(Dataset entries)
________
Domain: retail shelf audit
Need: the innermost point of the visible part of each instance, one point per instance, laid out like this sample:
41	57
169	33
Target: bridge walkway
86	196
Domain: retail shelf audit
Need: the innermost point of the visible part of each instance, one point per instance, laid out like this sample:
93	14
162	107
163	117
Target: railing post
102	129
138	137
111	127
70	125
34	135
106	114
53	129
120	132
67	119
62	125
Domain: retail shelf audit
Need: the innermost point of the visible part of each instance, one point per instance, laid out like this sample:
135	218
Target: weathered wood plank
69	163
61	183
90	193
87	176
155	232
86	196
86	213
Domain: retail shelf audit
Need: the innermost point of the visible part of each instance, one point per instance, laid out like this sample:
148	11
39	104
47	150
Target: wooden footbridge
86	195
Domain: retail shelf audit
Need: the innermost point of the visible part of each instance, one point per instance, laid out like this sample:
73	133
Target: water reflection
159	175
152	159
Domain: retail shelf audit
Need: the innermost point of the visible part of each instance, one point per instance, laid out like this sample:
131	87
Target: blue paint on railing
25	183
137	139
________
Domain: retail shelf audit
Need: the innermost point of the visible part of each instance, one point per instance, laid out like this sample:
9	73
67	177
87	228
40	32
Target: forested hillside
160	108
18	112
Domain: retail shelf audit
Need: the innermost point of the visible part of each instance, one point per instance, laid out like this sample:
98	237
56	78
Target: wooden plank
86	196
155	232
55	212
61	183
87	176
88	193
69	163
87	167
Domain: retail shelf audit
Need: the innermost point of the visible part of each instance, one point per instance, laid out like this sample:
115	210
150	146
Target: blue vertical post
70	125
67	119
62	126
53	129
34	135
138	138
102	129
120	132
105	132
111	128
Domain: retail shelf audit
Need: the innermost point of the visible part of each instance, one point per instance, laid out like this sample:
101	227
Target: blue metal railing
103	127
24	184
________
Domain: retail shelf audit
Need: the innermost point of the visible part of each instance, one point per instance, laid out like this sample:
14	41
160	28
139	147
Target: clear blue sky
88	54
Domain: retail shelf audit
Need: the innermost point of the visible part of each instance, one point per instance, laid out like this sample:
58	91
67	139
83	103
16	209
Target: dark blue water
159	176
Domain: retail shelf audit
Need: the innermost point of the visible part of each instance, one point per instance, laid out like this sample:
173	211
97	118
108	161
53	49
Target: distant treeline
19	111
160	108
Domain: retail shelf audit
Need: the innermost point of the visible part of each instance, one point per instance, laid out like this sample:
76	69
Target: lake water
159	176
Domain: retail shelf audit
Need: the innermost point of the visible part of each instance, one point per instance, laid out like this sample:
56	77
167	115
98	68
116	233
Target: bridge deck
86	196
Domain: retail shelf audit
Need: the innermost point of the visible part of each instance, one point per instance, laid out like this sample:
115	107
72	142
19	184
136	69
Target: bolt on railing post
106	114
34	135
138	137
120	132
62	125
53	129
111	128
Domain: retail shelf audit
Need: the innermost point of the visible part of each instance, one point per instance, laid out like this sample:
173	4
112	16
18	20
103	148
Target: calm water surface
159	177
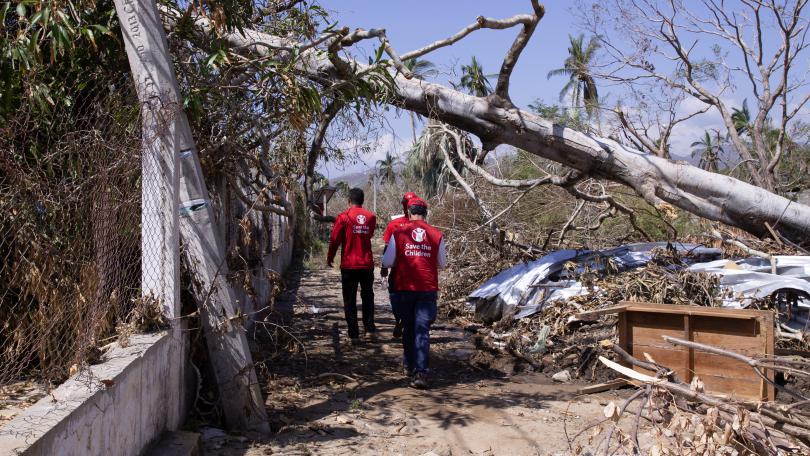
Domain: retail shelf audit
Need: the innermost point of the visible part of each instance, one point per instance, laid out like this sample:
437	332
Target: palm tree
________
What you have to do: Give back exactly, and solely, the section of the data above bounded by the line containing "Target: dark blue water" and the line containing "Target: palm tree", both bounding lines included and pictures omitted.

Written response:
Target: dark blue water
159	176
Domain: retail shelf audit
Need: the innermost point of the visible part of each instance, one point per instance, laid out like this sample:
173	211
97	118
108	161
53	49
Target: distant treeline
19	111
160	108
Domain: retail shelf audit
Need: the innermost point of the visible part of each instance, one point per instance, laid out like this sample:
76	69
Target: lake water
159	176
Domain: retail shelf audit
Need: the innermost point of the visible part of each instance, one point per instance, laid out like this sample:
56	77
167	115
98	68
116	233
Target: bridge deck
86	196
Domain: retail shelf audit
Need: the innermost point of the visible part of each instance, one point per instance, laid out like this sample:
115	107
72	142
19	184
136	69
Target: bolt on railing post
106	114
34	135
138	137
120	132
62	125
53	129
111	128
Domain: retail shelf audit
Need: the innermost point of the visible part of each instance, one point per instance, laid out like this sample:
173	4
112	16
18	20
103	148
Target: calm water surface
159	177
Domain: retail shelf audit
Need: the innermost point of the visible part of each instance, one point per instance, laid out like this sample:
437	332
Target: palm tree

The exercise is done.